TASK INSTRUCTIONS:
Word for word, copy all of the entries.

SOURCE INFORMATION:
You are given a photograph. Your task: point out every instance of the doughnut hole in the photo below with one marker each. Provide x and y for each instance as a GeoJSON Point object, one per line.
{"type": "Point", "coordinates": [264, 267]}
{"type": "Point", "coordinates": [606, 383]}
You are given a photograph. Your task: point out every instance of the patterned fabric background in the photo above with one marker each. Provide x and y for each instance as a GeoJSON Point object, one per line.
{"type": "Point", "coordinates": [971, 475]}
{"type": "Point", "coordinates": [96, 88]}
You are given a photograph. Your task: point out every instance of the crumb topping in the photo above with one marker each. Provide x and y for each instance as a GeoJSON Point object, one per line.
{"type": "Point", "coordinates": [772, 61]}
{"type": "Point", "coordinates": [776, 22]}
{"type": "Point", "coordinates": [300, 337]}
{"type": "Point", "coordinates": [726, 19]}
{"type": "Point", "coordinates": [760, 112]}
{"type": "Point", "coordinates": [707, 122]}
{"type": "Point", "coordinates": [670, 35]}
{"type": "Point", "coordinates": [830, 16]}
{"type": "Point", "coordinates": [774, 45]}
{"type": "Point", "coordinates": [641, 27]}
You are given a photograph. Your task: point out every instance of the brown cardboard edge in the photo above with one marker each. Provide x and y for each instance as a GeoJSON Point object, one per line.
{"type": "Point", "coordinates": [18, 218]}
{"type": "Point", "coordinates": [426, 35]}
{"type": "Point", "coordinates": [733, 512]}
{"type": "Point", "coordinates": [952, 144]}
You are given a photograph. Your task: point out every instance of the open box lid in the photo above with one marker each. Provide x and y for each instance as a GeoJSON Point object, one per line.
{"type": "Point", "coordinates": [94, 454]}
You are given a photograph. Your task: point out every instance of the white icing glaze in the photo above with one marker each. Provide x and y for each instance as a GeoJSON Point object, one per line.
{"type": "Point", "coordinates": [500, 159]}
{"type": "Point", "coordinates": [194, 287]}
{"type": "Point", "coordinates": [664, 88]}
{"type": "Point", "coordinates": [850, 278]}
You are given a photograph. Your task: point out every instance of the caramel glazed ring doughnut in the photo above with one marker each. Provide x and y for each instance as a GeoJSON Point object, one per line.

YOUR SOLUTION:
You are given a photograph. Your task: point out every instance of the doughnut hole in the photo below with one marker each. Provide x and y for each instance as a GeoJSON Point object, one per line.
{"type": "Point", "coordinates": [264, 267]}
{"type": "Point", "coordinates": [606, 383]}
You are given a photograph. Your task: point out every instance of the patterned fabric background in the photo above with one marker each. Provide x and y for each instance as a GeoJSON Point object, one per line.
{"type": "Point", "coordinates": [971, 475]}
{"type": "Point", "coordinates": [96, 88]}
You are given a photograph. Your task: point out every instance of the crumb topping in the photo above with one marker each. Provide x and y for each instance as a GeoJSON Point object, one per line.
{"type": "Point", "coordinates": [772, 61]}
{"type": "Point", "coordinates": [776, 22]}
{"type": "Point", "coordinates": [300, 337]}
{"type": "Point", "coordinates": [726, 19]}
{"type": "Point", "coordinates": [760, 112]}
{"type": "Point", "coordinates": [707, 122]}
{"type": "Point", "coordinates": [670, 35]}
{"type": "Point", "coordinates": [830, 16]}
{"type": "Point", "coordinates": [774, 45]}
{"type": "Point", "coordinates": [641, 27]}
You are given a photograph. Your task: point out every instance of the brown cardboard edge in the photo above with one marker each. Provide x and y for each instance as a GeoJSON Point object, one per line.
{"type": "Point", "coordinates": [18, 218]}
{"type": "Point", "coordinates": [426, 35]}
{"type": "Point", "coordinates": [733, 512]}
{"type": "Point", "coordinates": [952, 144]}
You are given a photograph. Your task: point out every instance of the open box lid in the photo above with one marker each. Provide x and y for each instance as a GeoJSON Point object, one per line.
{"type": "Point", "coordinates": [94, 454]}
You are given a photograph. Your task: point out every instance of the white icing glaze in the photo above with one marker each. Provide x and y for each instance as a GeoJSON Point object, one per line.
{"type": "Point", "coordinates": [500, 159]}
{"type": "Point", "coordinates": [194, 287]}
{"type": "Point", "coordinates": [664, 88]}
{"type": "Point", "coordinates": [850, 278]}
You are given a photograph. Your task: point out every instance of the caramel glazed ring doughnut in the photo above with one marker each. Provide x and y for each instance as a GeoJSON Point object, one per line.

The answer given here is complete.